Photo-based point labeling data
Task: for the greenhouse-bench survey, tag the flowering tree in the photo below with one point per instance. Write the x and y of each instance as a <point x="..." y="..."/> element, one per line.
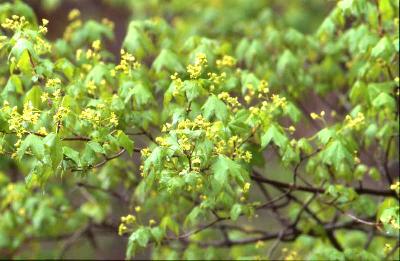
<point x="217" y="132"/>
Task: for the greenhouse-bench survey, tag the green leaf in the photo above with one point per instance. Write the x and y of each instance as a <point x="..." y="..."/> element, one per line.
<point x="384" y="49"/>
<point x="214" y="106"/>
<point x="236" y="211"/>
<point x="96" y="147"/>
<point x="168" y="60"/>
<point x="53" y="143"/>
<point x="125" y="142"/>
<point x="33" y="96"/>
<point x="384" y="99"/>
<point x="24" y="63"/>
<point x="273" y="134"/>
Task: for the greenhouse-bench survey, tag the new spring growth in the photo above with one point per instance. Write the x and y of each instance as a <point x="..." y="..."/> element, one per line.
<point x="128" y="63"/>
<point x="195" y="69"/>
<point x="15" y="23"/>
<point x="226" y="61"/>
<point x="126" y="221"/>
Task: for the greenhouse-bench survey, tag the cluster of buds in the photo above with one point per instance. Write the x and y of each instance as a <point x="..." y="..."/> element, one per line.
<point x="195" y="69"/>
<point x="75" y="23"/>
<point x="356" y="122"/>
<point x="226" y="61"/>
<point x="126" y="222"/>
<point x="15" y="23"/>
<point x="128" y="62"/>
<point x="231" y="101"/>
<point x="178" y="84"/>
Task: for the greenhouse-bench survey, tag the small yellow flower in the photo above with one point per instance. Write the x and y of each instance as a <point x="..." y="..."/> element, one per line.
<point x="75" y="13"/>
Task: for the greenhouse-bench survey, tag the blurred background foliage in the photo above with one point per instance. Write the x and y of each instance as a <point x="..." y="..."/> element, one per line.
<point x="241" y="22"/>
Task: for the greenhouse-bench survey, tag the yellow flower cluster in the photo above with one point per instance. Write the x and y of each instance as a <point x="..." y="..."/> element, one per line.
<point x="3" y="40"/>
<point x="61" y="113"/>
<point x="91" y="87"/>
<point x="216" y="79"/>
<point x="127" y="63"/>
<point x="178" y="83"/>
<point x="278" y="101"/>
<point x="108" y="23"/>
<point x="76" y="23"/>
<point x="226" y="61"/>
<point x="15" y="122"/>
<point x="125" y="222"/>
<point x="262" y="90"/>
<point x="246" y="187"/>
<point x="290" y="255"/>
<point x="396" y="187"/>
<point x="195" y="69"/>
<point x="43" y="28"/>
<point x="356" y="122"/>
<point x="145" y="152"/>
<point x="29" y="114"/>
<point x="315" y="116"/>
<point x="92" y="116"/>
<point x="41" y="46"/>
<point x="55" y="82"/>
<point x="231" y="101"/>
<point x="15" y="23"/>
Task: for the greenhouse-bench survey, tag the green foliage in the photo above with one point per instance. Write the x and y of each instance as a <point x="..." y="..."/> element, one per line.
<point x="203" y="121"/>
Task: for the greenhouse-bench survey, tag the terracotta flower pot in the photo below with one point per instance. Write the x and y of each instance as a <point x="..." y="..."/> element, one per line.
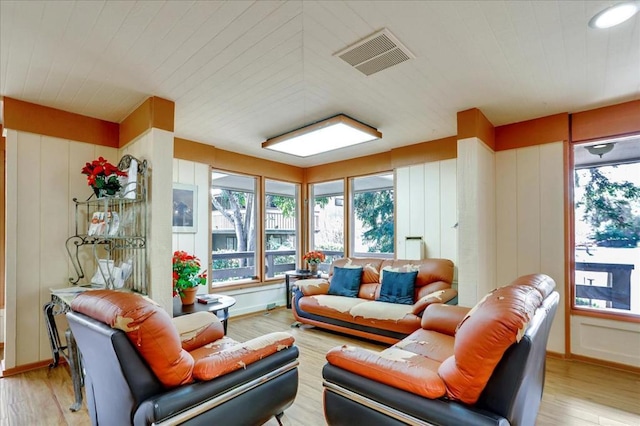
<point x="188" y="295"/>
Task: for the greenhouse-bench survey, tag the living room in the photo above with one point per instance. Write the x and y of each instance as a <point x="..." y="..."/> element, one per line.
<point x="504" y="183"/>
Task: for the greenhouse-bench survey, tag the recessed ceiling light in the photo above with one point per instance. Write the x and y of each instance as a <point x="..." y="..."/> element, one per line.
<point x="333" y="133"/>
<point x="614" y="15"/>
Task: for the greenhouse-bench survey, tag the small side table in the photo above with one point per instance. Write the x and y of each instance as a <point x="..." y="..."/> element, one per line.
<point x="219" y="309"/>
<point x="300" y="275"/>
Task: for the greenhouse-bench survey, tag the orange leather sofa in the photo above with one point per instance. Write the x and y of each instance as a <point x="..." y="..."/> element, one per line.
<point x="480" y="366"/>
<point x="143" y="367"/>
<point x="363" y="315"/>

TASK INSTRUCTIONS: In the copy, include no pictures; restate the listing above exactly.

FULL RESPONSE:
Task: for the greenhouse-bench survey, tag the flowering tree in the photo below with one point per instance. Write the x and y of each instance as a <point x="..." y="..."/> element, one per line.
<point x="217" y="132"/>
Task: for the greenhouse-bench survey, tag the green leaf in the photo above with one point per instance. Write the x and y of each instance as a <point x="..." y="..."/> element, one per line.
<point x="384" y="49"/>
<point x="214" y="106"/>
<point x="236" y="211"/>
<point x="96" y="147"/>
<point x="168" y="60"/>
<point x="53" y="143"/>
<point x="125" y="142"/>
<point x="33" y="96"/>
<point x="384" y="99"/>
<point x="24" y="63"/>
<point x="273" y="134"/>
Task: for the greenhouse-bench survey, tag the new spring growth in the photo above with one point per instance. Write the x and y of each instance as a <point x="..." y="..."/> element, one per line.
<point x="128" y="63"/>
<point x="195" y="69"/>
<point x="15" y="23"/>
<point x="226" y="61"/>
<point x="126" y="221"/>
Task: for the greenhouse-bench survey, tag the cluster of buds in the photo above with one point per instance. Write the x and y of each instance as a <point x="..." y="..."/> element, one per line.
<point x="195" y="69"/>
<point x="75" y="23"/>
<point x="356" y="122"/>
<point x="226" y="61"/>
<point x="126" y="222"/>
<point x="15" y="23"/>
<point x="128" y="62"/>
<point x="231" y="101"/>
<point x="178" y="84"/>
Task: for the greenhouse-bench survey, tag the small yellow flower in the photo above with one point per instance. Write the x and y of each instance as a <point x="..." y="..."/> element, one per line.
<point x="75" y="13"/>
Task: for the greenhouse-bench survey, tag the blurred background foliage in the photo above with one point per instance. Write the x and y of each instance as a <point x="..." y="..."/> element, one per line.
<point x="241" y="22"/>
Task: for the greenhouse-bench survey, tag the yellow flower cluster in the photo above with one point per instance. Write the x and y of each instance as a <point x="..." y="..."/> element, one per line.
<point x="3" y="40"/>
<point x="61" y="113"/>
<point x="91" y="87"/>
<point x="216" y="79"/>
<point x="127" y="63"/>
<point x="178" y="83"/>
<point x="278" y="101"/>
<point x="108" y="23"/>
<point x="76" y="23"/>
<point x="226" y="61"/>
<point x="15" y="122"/>
<point x="125" y="222"/>
<point x="262" y="90"/>
<point x="246" y="187"/>
<point x="290" y="255"/>
<point x="396" y="187"/>
<point x="195" y="69"/>
<point x="43" y="28"/>
<point x="356" y="122"/>
<point x="145" y="152"/>
<point x="29" y="114"/>
<point x="315" y="116"/>
<point x="92" y="116"/>
<point x="41" y="46"/>
<point x="55" y="82"/>
<point x="231" y="101"/>
<point x="15" y="23"/>
Task: for the greenhouse-bench survey, tag the green foliage in the photo above with one point per instance. Write the x and y of each instance as a <point x="..." y="..."/> element, one per line.
<point x="203" y="121"/>
Task: for the greenhouse-bench survey, tag the terracotta flower pot in the photo below with one point per instance. Write the x and y of each instance as a <point x="..." y="..."/> element, one per line.
<point x="188" y="295"/>
Task: for the greenhouse-bench survey, tag the living room in the photo above with one point per instance. Write the x and y of each instance as a <point x="..." y="..."/> element, one per line.
<point x="504" y="183"/>
Task: for the greenhouse-bench survey, tag the recessed ceiling light in the photo above with one point per instance. Write the x and y of each instance as a <point x="..." y="..."/> element, one per line.
<point x="333" y="133"/>
<point x="614" y="15"/>
Task: for the greenhouse-bench survey, tag the small side table in the photo above with one point per instance. Write the x and y of each instance as a <point x="..." y="..."/> element, one per line.
<point x="219" y="309"/>
<point x="300" y="275"/>
Task: for the greenhouse-bench survey, tag the orange leather sofa in the photo above with one point per instance. Write the x and y of each instance as a <point x="..." y="..."/> element, one per line.
<point x="480" y="366"/>
<point x="143" y="367"/>
<point x="363" y="315"/>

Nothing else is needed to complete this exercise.